- [Required work] Among the entries, which lines carry the string "green"? Copy each of them.

- [Provided information]
# # # # # # #

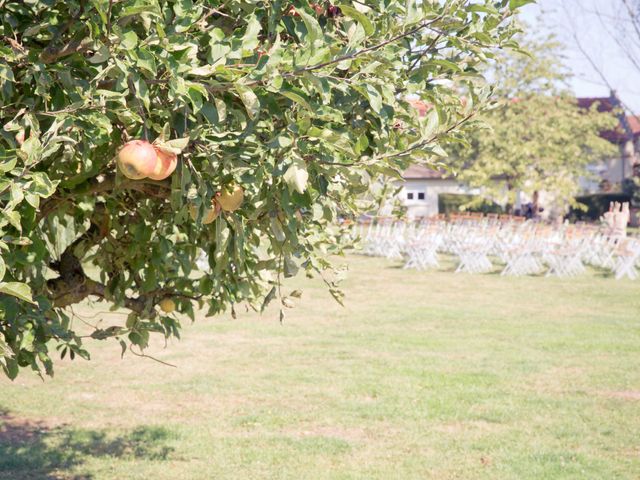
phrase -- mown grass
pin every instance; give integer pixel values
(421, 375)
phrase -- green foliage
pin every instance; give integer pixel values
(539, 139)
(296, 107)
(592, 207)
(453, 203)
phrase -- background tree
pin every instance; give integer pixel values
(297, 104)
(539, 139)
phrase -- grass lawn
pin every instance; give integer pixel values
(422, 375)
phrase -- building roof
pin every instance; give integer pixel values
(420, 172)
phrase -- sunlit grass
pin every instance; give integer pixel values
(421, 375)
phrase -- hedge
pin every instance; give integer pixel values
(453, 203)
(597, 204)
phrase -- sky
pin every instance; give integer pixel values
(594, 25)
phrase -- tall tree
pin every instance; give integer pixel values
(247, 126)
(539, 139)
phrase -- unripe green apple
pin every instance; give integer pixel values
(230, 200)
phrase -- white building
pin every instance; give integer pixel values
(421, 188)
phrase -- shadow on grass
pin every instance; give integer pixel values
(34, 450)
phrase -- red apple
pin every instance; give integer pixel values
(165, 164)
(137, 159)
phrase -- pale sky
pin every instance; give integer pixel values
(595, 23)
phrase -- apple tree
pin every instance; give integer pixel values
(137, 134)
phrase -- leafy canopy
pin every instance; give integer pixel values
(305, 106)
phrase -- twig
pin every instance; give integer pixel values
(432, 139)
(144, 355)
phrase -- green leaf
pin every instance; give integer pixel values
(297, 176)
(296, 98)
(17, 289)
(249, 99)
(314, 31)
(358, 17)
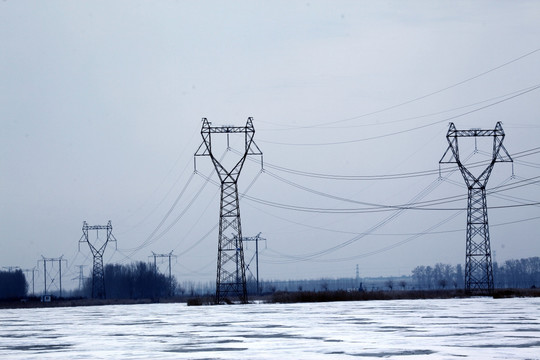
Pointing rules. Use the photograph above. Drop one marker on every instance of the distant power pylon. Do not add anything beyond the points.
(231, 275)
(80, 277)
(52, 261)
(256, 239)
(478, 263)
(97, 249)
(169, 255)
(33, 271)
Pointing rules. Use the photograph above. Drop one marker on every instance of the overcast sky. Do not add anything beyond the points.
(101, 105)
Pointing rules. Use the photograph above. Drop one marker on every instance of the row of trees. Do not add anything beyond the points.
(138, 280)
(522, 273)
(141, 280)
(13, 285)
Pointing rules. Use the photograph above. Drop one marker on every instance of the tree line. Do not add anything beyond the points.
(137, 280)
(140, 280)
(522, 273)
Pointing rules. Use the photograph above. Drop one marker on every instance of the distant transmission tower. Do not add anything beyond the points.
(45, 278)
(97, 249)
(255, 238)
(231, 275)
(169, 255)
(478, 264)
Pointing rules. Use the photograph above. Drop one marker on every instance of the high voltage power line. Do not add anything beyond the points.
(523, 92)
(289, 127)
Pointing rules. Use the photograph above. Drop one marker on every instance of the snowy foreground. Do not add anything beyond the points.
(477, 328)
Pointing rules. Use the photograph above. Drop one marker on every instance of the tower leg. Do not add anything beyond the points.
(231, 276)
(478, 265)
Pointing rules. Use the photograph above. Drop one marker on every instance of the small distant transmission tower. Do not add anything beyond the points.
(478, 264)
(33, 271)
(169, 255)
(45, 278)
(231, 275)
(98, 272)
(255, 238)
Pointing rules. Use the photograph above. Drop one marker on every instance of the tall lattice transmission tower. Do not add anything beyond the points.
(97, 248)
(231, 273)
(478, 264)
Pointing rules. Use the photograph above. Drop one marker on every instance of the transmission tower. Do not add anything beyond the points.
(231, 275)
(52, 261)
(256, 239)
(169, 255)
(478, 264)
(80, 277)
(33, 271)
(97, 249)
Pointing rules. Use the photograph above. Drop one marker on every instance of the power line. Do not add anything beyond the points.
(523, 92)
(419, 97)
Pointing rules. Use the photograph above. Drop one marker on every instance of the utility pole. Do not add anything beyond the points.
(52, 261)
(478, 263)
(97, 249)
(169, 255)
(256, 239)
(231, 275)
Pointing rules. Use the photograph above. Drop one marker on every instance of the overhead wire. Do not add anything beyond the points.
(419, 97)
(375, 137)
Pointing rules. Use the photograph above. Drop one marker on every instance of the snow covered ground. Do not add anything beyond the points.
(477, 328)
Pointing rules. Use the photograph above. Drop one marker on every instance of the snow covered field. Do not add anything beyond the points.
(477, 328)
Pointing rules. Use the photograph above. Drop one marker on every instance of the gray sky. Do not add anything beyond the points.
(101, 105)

# # # # # # #

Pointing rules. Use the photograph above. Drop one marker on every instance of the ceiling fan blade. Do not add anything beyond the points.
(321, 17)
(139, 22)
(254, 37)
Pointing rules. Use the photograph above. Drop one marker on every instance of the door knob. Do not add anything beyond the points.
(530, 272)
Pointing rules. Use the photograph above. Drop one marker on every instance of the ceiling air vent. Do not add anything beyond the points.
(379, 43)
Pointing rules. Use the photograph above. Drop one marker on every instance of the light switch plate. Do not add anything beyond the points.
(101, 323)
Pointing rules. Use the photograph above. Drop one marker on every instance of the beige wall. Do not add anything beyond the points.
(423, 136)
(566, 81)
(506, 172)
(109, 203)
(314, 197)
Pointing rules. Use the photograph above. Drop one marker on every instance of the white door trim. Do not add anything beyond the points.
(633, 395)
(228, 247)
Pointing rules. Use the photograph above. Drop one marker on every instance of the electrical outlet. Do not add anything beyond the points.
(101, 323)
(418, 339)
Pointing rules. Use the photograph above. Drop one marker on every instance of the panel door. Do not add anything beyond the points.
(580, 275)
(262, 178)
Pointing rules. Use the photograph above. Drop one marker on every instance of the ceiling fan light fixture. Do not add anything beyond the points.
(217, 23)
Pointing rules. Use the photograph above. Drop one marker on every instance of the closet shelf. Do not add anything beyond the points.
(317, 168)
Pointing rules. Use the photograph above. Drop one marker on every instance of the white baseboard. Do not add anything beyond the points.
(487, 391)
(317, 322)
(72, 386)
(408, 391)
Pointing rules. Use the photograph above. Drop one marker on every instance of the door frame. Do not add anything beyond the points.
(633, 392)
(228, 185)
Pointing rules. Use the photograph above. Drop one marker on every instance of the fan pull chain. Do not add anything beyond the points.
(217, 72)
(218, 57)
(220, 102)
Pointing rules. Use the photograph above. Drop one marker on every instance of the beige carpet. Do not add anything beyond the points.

# # # # # # #

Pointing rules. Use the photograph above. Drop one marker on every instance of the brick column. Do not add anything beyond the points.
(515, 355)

# # # # # # #

- [Exercise response]
phrase -- green foliage
phrase -- unripe green apple
phrase -- green leaf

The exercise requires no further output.